*** Supplied text ***

ARTICLE | doi:10.20944/preprints202209.0262.v1
Subject: Medicine & Pharmacology, Other Keywords: Lymphocytes; liver function biomarkers; WBCs; and CRP
Online: 19 September 2022 (05:28:34 CEST)
Abstract Aim: The study aimed to evaluate the clinical laboratory features of moderate and severe COVID-19 patients among a cohort of the Egyptian population. The study also aimed to assess the accuracy—sensitivity, specificity, and area under the curve (AUC) of various detected parameters in predicting the severity of COVID-19 infection. Patients and methods: One hundred diagnosed COVID-19 patients and fifty healthy participants in total were involved in current study. COVID-19 patients were categorized based on how severe their symptoms into two groups. Estimates were made for serum levels of alanine aminotransferase (ALT), aspartate aminotransferase (AST), albumin, lactate dehydrogenase (LDH) and C-reactive protein (CRP) as well as white blood cells (WBCs) count, lymphocytes count, and hemoglobin content (Hb) content. Results: COVID-19 patients displayed increased serum levels of liver enzymes and CRP as well as WBCs count when compared to healthy individuals. On the other hand, Hb content, lymphocytes count, and albumin level fell in all COVID-19 patients. The severe group showed a statistically significant rise in liver enzymes, WBCs, and CRP levels, compared with moderate group. WBCs and lymphocytes counts were closely correlated with age, ALT, LDH, and CRP in all cases. WBCs and lymphocytes counts also had a negative correlation with albumin Level. Additionally, WBCs count, lymphocytes count, LDH activity and CRP level have higher AUC in severe than in moderate cases. WBCs count, LDH activity and CRP level have AUC above 0.80 in the severe group. Conclusion: The current investigation found a significant correlation between WBCs count, lymphocytes count, CRP level and liver injury in COVID-19 patients. WBCs count, lymphocytes count, LDH activity and CRP level were effective indicators for determining the severity of COVID-19.

*** Provided data ***

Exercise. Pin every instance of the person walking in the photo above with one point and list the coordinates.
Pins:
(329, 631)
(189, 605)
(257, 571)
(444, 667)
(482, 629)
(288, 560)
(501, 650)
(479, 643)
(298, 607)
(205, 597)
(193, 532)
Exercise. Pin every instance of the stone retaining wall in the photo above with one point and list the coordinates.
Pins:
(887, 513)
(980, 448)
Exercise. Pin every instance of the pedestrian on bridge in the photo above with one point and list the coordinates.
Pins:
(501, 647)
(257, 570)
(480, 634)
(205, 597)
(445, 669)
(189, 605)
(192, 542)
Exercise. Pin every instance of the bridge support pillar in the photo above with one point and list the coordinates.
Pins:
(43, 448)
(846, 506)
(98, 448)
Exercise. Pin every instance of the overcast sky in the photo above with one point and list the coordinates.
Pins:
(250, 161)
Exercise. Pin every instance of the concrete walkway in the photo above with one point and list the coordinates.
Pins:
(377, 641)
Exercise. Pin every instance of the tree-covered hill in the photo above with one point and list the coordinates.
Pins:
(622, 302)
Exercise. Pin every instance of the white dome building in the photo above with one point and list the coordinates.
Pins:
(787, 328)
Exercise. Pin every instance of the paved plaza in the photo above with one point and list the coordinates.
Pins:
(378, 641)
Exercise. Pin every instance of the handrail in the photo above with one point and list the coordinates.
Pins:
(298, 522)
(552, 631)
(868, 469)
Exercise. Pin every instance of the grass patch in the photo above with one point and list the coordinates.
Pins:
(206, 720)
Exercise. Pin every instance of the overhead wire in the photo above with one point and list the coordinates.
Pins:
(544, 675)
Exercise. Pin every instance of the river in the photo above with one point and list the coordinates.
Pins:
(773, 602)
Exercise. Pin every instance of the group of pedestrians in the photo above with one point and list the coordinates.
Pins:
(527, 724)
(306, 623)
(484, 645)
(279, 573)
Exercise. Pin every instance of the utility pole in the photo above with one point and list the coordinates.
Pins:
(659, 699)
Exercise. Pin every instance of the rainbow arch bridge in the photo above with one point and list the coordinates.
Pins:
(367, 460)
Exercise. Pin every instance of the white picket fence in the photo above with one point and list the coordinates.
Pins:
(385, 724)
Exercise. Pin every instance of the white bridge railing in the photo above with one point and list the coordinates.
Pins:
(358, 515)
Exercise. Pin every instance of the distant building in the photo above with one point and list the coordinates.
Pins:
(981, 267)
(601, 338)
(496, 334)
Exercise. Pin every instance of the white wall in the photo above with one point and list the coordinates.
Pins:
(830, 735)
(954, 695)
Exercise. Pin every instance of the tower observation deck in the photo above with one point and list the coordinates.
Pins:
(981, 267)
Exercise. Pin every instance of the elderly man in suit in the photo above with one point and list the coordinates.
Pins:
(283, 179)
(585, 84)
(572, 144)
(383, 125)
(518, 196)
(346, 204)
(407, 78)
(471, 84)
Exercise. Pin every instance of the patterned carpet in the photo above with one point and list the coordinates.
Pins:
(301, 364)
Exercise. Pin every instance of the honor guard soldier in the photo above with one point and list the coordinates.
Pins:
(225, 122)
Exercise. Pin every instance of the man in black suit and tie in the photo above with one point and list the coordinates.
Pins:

***

Assignment A » Translate this sentence from the COVID-19 abstract into Spanish: "On the other hand, Hb content, lymphocytes count, and albumin level fell in all COVID-19 patients."
Assignment B »
Using the COVID-19 abstract, answer each question briefly.
(i) How many healthy participants took part in the study?
(ii) Which three parameters had an AUC above 0.80 in the severe group?
(iii) On what date was the article posted online?
Assignment C »
For each statement, say whether it agrees with the COVID-19 abstract. Answer yes or no, and quote the words that decide it.
(i) The COVID-19 patients were divided into two groups according to how severe their symptoms were.
(ii) WBCs and lymphocytes counts were positively correlated with albumin level.
(iii) The severe group had lower CRP levels than the moderate group.

Written response A » Por otro lado, el contenido de Hb, el recuento de linfocitos y el nivel de albúmina disminuyeron en todos los pacientes con COVID-19.

Written response B »
(i) Fifty.
(ii) WBCs count, LDH activity and CRP level.
(iii) 19 September 2022.

Written response C »
(i) Yes: "COVID-19 patients were categorized based on how severe their symptoms into two groups."
(ii) No: "WBCs and lymphocytes counts also had a negative correlation with albumin Level."
(iii) No: "The severe group showed a statistically significant rise in liver enzymes, WBCs, and CRP levels, compared with moderate group."